## Text block
What are the differences and which seems more promising?

atyy
Oct24-09, 10:33 AM
I believe Wen would like emergent fermions, while Volovik wouldn't mind fundamental fermions. Neither is promising, though both are inspiring and worth studying. I think AdS/CFT is a working example for emergent gravity in some universes (not ours) that is very much in the spirit of condensed matter. So we have examples of emergent gravity (AdS/CFT) and emergent QED and QCD (Levin and Wen), but no examples of emergent chiral fermions (yet?).

ensabah6
Oct24-09, 11:36 AM
I believe Wen would like emergent fermions, while Volovik wouldn't mind fundamental fermions. Neither is promising, though both are inspiring and worth studying. I think AdS/CFT is a working example for emergent gravity in some universes (not ours) that is very much in the spirit of condensed matter. So we have examples of emergent gravity (AdS/CFT) and emergent QED and QCD (Levin and Wen), but no examples of emergent chiral fermions (yet?).

I've wondered about the relevance of AdS/CFT to our universe, esp as a fundamental theory

Would it be possible to combine Wen's emergent QED QCD on a spin network lattice, with Bilson-Thompson braided to get emergent chiral fermions?

atyy
Oct24-09, 11:45 AM
I've wondered about the relevance of AdS/CFT to our universe, esp as a fundamental theory

Would it be possible to combine Wen's emergent QED QCD on a spin network lattice, with Bilson-Thompson braided to get emergent chiral fermions?

He, he - I don't know - I'd publish it if I knew :smile:

ensabah6
Oct24-09, 12:11 PM
He, he - I don't know - I'd publish it if I knew :smile:

Do spin foam spin networks have the properties with which Wen's QED QCD can emerge?

And are "twists" in spin networks correspond to chiral fermions?

heinz
Oct24-09, 06:34 PM
Would it be possible to combine Wen's emergent QED QCD on a spin network lattice, with Bilson-Thompson braided to get emergent chiral fermions?

It seems that this combination describes what Schiller is doing on http://www.motionmountain.net/research/ In his "strand" model/conjecture, he deduces emergent chiral fermions made of braided tangles. He uses the same trick as Bilson-Thompson to show that there are only three particle generations. But Schiller predicts no Higgs - hmm...

## Data lines
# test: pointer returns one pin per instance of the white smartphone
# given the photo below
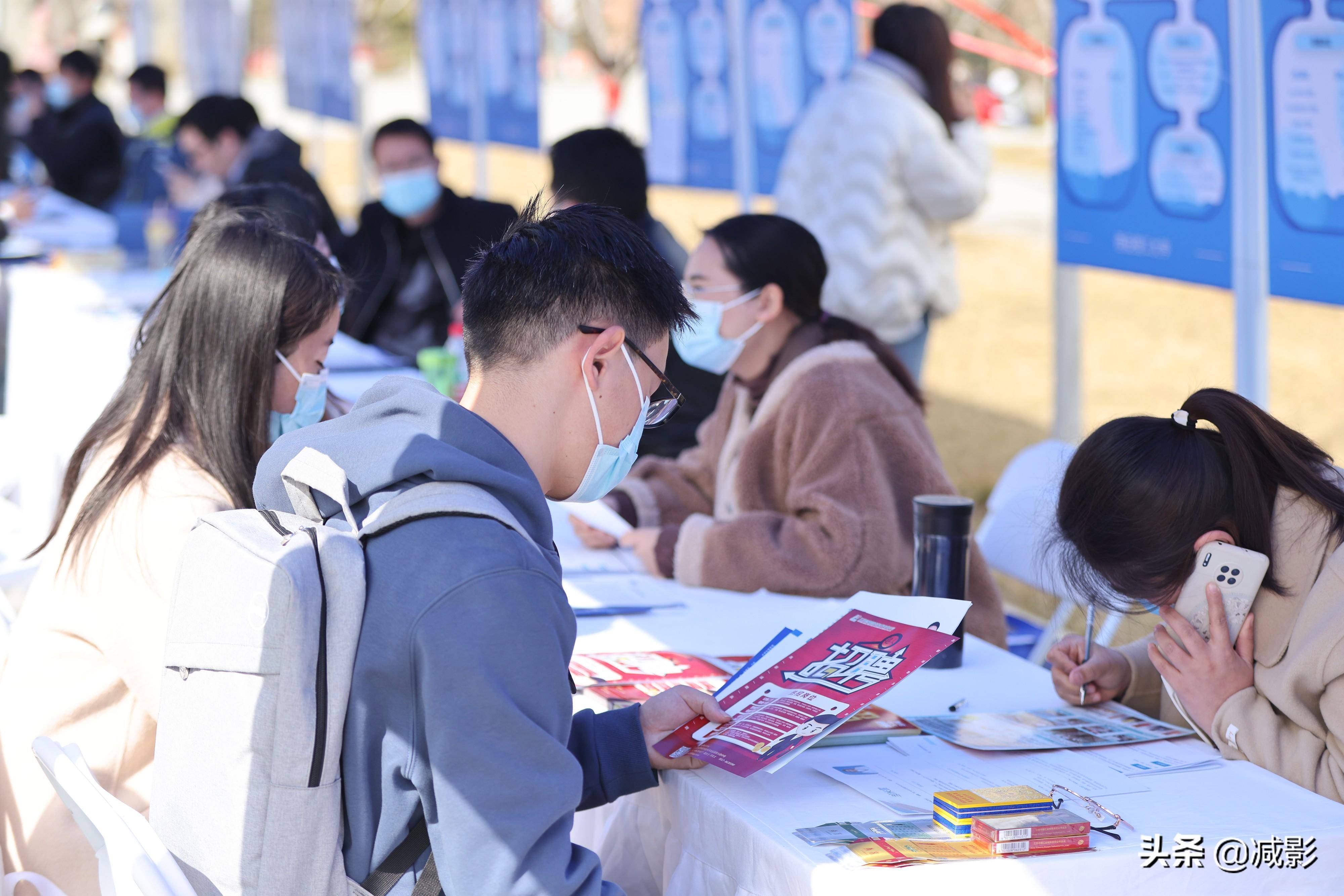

## Problems to solve
1. In the forum thread, whose trick does Schiller use to show that there are only three particle generations?
2. Print the part of the forum thread that opens with the words containing "Do spin foam" and closes with "Higgs - hmm...".

## Answer list
1. Bilson-Thompson's

2.
Do spin foam spin networks have the properties with which Wen's QED QCD can emerge?

And are "twists" in spin networks correspond to chiral fermions?

heinz
Oct24-09, 06:34 PM
Would it be possible to combine Wen's emergent QED QCD on a spin network lattice, with Bilson-Thompson braided to get emergent chiral fermions?

It seems that this combination describes what Schiller is doing on http://www.motionmountain.net/research/ In his "strand" model/conjecture, he deduces emergent chiral fermions made of braided tangles. He uses the same trick as Bilson-Thompson to show that there are only three particle generations. But Schiller predicts no Higgs - hmm...